SOURCE PASSAGE:
§ §

Muslims urged to ‘move on’

Published February 14, 2006

COPENHAGEN, Feb 13: A senior member of Denmark’s Muslim community urged followers on Monday to ‘move on’ in the row over the cartoons after holding crisis talks with Prime Minister Anders Fogh Rasmussen.

“The majority of Muslims may feel offended by the cartoons as they link Islam with terrorism, but let’s take it easy and move on now,” Naser Khader, a member of parliament and founder of a new group called Democratic Muslims, told reporters.

Mr Khader said a few ‘fundamentalist clerics’ had set the agenda on behalf of all Danish Muslims and said his network of around 700 members was more broadly representative.

Mr Rasmussen asked for a meeting with Democratic Muslims after the conservative government accused some local Muslim leaders of showing the cartoons to Muslims in the Middle East in an effort to fan the flames of the scandal.

§ §

SUPPLIED MATERIAL:
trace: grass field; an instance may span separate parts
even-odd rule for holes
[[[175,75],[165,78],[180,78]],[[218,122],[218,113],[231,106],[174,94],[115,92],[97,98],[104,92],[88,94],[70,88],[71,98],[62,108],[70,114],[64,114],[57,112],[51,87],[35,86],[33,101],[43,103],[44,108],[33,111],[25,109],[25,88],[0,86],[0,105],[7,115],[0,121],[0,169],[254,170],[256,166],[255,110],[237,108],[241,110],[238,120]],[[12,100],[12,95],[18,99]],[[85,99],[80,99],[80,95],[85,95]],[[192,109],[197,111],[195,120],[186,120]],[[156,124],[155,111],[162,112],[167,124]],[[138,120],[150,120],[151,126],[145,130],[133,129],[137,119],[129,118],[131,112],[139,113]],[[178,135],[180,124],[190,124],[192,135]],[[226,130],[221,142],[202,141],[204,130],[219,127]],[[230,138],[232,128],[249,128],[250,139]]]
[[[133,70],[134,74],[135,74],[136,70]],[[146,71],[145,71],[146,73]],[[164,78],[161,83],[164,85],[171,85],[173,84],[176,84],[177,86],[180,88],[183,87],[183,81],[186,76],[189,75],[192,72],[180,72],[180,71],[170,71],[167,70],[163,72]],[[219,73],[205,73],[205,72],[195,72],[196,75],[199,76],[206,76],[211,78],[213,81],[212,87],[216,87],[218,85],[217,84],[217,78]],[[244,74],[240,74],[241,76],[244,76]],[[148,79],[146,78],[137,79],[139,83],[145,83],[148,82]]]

§ §

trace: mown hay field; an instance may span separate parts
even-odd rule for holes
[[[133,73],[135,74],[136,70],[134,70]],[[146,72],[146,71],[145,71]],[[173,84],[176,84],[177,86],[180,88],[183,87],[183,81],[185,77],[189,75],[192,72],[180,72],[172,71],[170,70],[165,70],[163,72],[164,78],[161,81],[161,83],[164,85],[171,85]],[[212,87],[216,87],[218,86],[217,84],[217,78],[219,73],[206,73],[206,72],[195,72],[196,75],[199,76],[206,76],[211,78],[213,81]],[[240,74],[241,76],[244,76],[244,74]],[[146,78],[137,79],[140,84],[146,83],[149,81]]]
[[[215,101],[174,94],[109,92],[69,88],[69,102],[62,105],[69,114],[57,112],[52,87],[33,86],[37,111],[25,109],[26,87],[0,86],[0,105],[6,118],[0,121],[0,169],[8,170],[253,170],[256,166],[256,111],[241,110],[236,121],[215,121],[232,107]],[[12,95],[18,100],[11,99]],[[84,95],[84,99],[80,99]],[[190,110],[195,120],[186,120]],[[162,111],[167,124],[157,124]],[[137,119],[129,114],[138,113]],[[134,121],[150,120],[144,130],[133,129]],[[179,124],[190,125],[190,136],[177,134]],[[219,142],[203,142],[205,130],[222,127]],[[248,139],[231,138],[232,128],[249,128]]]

§ §

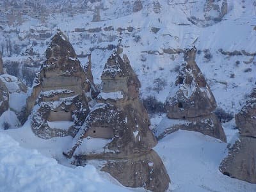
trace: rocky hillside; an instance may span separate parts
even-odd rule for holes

§ §

REQUESTS:
• 1. Answer from the news report on the cartoon row:
(a) What new group did Naser Khader found?
(b) About how many members does his network have?
(c) Who did he hold crisis talks with?
• 2. Translate this sentence from the news report on the cartoon row into Spanish: "Mr Khader said a few 'fundamentalist clerics' had set the agenda on behalf of all Danish Muslims and said his network of around 700 members was more broadly representative."
The entries play no part in this work.

ANSWER LIST:
• 1.
(a) Democratic Muslims
(b) Around 700
(c) Prime Minister Anders Fogh Rasmussen

• 2. El Sr. Khader dijo que unos pocos "clérigos fundamentalistas" habían marcado la agenda en nombre de todos los musulmanes daneses y afirmó que su red de unos 700 miembros era más ampliamente representativa.